• _Dataset entries_
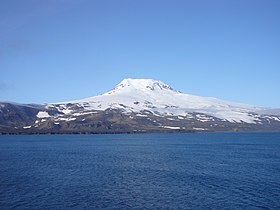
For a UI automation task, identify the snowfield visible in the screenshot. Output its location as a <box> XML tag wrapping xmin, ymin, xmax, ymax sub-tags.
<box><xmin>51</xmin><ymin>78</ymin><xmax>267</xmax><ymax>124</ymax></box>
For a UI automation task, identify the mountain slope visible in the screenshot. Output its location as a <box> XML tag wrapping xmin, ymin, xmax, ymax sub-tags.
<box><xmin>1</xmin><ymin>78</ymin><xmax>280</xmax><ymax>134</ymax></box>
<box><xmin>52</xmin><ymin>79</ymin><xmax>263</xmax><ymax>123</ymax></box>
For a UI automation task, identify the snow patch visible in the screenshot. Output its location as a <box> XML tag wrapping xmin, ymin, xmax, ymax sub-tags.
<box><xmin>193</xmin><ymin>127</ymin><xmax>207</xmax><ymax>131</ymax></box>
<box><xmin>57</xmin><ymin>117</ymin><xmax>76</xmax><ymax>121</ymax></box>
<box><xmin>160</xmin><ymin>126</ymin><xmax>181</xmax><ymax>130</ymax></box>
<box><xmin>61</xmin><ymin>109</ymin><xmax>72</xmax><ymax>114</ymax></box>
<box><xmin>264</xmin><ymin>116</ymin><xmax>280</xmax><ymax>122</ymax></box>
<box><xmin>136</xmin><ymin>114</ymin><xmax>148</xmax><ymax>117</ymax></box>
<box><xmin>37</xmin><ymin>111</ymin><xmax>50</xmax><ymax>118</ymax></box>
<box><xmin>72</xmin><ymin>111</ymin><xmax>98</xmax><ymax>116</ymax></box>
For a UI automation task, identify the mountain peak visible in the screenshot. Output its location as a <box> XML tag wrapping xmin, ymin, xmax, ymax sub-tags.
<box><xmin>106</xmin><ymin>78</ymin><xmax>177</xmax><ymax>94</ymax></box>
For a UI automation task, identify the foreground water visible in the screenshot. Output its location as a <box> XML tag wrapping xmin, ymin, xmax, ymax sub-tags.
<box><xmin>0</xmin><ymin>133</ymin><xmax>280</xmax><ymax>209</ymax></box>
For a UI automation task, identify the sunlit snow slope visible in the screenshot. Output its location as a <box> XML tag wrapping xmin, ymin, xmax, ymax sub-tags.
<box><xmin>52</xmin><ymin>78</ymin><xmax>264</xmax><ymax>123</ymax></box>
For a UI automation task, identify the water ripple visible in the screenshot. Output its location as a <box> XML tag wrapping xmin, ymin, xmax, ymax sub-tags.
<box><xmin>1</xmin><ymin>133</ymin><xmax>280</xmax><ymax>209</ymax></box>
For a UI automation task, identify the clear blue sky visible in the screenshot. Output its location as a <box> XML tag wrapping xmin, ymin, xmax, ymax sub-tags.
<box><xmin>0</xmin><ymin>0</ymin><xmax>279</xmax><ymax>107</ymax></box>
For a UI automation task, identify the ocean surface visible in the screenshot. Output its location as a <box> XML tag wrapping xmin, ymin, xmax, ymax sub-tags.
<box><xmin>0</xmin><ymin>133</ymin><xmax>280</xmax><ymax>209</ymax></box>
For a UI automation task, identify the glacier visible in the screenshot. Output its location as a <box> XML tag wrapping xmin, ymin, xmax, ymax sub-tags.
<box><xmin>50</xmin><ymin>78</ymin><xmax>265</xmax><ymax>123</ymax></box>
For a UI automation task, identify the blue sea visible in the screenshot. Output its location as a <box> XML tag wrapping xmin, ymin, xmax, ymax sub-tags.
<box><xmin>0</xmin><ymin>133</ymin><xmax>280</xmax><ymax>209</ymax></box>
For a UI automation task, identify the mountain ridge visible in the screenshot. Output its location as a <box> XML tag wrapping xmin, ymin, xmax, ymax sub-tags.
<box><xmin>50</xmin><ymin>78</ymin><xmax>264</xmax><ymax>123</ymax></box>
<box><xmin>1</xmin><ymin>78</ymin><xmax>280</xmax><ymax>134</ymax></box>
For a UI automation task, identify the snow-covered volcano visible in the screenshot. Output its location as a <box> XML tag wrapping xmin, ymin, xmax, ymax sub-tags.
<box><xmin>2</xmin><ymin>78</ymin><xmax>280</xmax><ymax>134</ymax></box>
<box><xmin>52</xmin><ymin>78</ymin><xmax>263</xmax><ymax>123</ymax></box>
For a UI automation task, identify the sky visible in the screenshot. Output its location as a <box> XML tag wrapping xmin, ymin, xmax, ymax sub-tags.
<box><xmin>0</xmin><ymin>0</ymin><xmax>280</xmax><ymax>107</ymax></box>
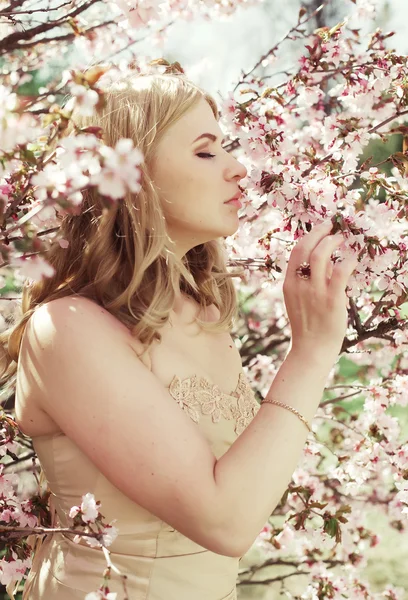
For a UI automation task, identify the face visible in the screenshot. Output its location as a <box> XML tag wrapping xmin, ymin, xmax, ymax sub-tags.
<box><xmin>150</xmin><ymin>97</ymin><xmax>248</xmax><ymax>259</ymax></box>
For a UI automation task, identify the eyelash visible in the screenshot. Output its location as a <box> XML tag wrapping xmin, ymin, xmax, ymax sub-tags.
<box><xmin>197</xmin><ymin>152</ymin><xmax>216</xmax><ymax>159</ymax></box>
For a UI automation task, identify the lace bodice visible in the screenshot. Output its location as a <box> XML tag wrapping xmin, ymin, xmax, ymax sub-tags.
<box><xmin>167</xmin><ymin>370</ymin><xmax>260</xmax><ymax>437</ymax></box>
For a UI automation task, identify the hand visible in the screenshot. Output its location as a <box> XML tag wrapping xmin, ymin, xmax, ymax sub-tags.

• _ASSIGNMENT_
Once the pictures are set aside, the remaining data must be transcribed exactly.

• _FINISHED EXERCISE_
For a UI automation task, identify the snowfield visible in the screenshot. Output its location as a <box> XML tag wrapping xmin, ymin, xmax, ymax sub-tags.
<box><xmin>51</xmin><ymin>78</ymin><xmax>267</xmax><ymax>124</ymax></box>
For a UI automation task, identify the mountain slope visible in the screenshot. Output its location as a <box> XML tag wrapping xmin, ymin, xmax, ymax sub-tags.
<box><xmin>1</xmin><ymin>78</ymin><xmax>280</xmax><ymax>134</ymax></box>
<box><xmin>52</xmin><ymin>79</ymin><xmax>263</xmax><ymax>123</ymax></box>
For a UI automation task, identify the snow patch visible in the screenshot. Output its location as a <box> XML tag wrapping xmin, ymin, xmax, ymax sub-tags.
<box><xmin>193</xmin><ymin>127</ymin><xmax>207</xmax><ymax>131</ymax></box>
<box><xmin>57</xmin><ymin>117</ymin><xmax>76</xmax><ymax>121</ymax></box>
<box><xmin>160</xmin><ymin>126</ymin><xmax>181</xmax><ymax>130</ymax></box>
<box><xmin>61</xmin><ymin>109</ymin><xmax>72</xmax><ymax>114</ymax></box>
<box><xmin>264</xmin><ymin>116</ymin><xmax>280</xmax><ymax>122</ymax></box>
<box><xmin>136</xmin><ymin>114</ymin><xmax>148</xmax><ymax>117</ymax></box>
<box><xmin>37</xmin><ymin>111</ymin><xmax>50</xmax><ymax>118</ymax></box>
<box><xmin>72</xmin><ymin>111</ymin><xmax>98</xmax><ymax>116</ymax></box>
For a UI automation task, identify the mountain peak visible in the screenshot. Output its location as a <box> XML tag wrapping xmin, ymin, xmax, ymax sub-tags.
<box><xmin>106</xmin><ymin>78</ymin><xmax>177</xmax><ymax>94</ymax></box>
For a UI automation task, identify the foreground water visible in the screenshot. Output its location as a <box> XML tag wrapping xmin, ymin, xmax, ymax sub-tags.
<box><xmin>0</xmin><ymin>133</ymin><xmax>280</xmax><ymax>209</ymax></box>
For a UI automation task, identify the sunlit snow slope visible in the screenshot. Output its location as a <box> XML tag wrapping xmin, ymin, xmax, ymax sub-tags.
<box><xmin>52</xmin><ymin>78</ymin><xmax>264</xmax><ymax>123</ymax></box>
For a UI automation task, identify the water ripple visible in the screenshot. Output its location as a <box> XML tag wrapping xmin, ymin, xmax, ymax sub-tags.
<box><xmin>1</xmin><ymin>133</ymin><xmax>280</xmax><ymax>209</ymax></box>
For a UI automation task, identify the clear blue sky visible in the screenshot. Output its location as a <box> XML tag wrapping xmin, ymin, xmax, ymax sub-tags.
<box><xmin>0</xmin><ymin>0</ymin><xmax>279</xmax><ymax>107</ymax></box>
For a UI automation task, identify the ocean surface visible in the screenshot. Output its location as a <box> XML tag wrapping xmin, ymin, xmax, ymax sub-tags.
<box><xmin>0</xmin><ymin>133</ymin><xmax>280</xmax><ymax>209</ymax></box>
For a UI automation task, identify the glacier visible in the screenshot. Output its location as a <box> XML tag wrapping xmin, ymin, xmax, ymax sub-tags.
<box><xmin>50</xmin><ymin>78</ymin><xmax>265</xmax><ymax>123</ymax></box>
For a UI automation task, identify the blue sea visible in the screenshot. Output its location as a <box> XML tag wrapping xmin, ymin, xmax, ymax sub-tags.
<box><xmin>0</xmin><ymin>133</ymin><xmax>280</xmax><ymax>209</ymax></box>
For a UI automation task, identify the mountain ridge visible in the screenshot. Output its location as a <box> XML tag wrapping xmin, ymin, xmax, ymax sub-tags.
<box><xmin>50</xmin><ymin>78</ymin><xmax>264</xmax><ymax>123</ymax></box>
<box><xmin>1</xmin><ymin>78</ymin><xmax>280</xmax><ymax>134</ymax></box>
For a UI automation task, identify the snow-covered volcano visible in the screenshot. Output its location as a <box> XML tag wrapping xmin, ymin, xmax, ymax sub-tags.
<box><xmin>2</xmin><ymin>78</ymin><xmax>280</xmax><ymax>134</ymax></box>
<box><xmin>52</xmin><ymin>78</ymin><xmax>263</xmax><ymax>123</ymax></box>
For a UI automation task, identify the sky visible in the screenshot. Output its location as a <box> XML tag wrapping xmin, ymin, xmax, ymax sub-tags.
<box><xmin>0</xmin><ymin>0</ymin><xmax>280</xmax><ymax>107</ymax></box>
For a UI automation task, identify the face visible in the screenshot. Output its location as a <box> XML tag wrapping xmin, ymin, xmax, ymax sub-tags.
<box><xmin>150</xmin><ymin>97</ymin><xmax>248</xmax><ymax>259</ymax></box>
For a UI automation task, identify the eyelash visible in the screenshot. Output its location as a <box> XML tag wrapping xmin, ymin, xmax, ymax sub-tags.
<box><xmin>197</xmin><ymin>152</ymin><xmax>216</xmax><ymax>159</ymax></box>
For a UI automation task, identify the lace bodice visible in the screenshot. Output its location as a <box> XML tag wrapping xmin, ymin, xmax, ymax sub-tags.
<box><xmin>167</xmin><ymin>370</ymin><xmax>260</xmax><ymax>437</ymax></box>
For a UI automation task, identify the hand visible in the screenshot. Output its location as a <box> XML tag wrapping xmin, ymin, xmax, ymax sub-tags.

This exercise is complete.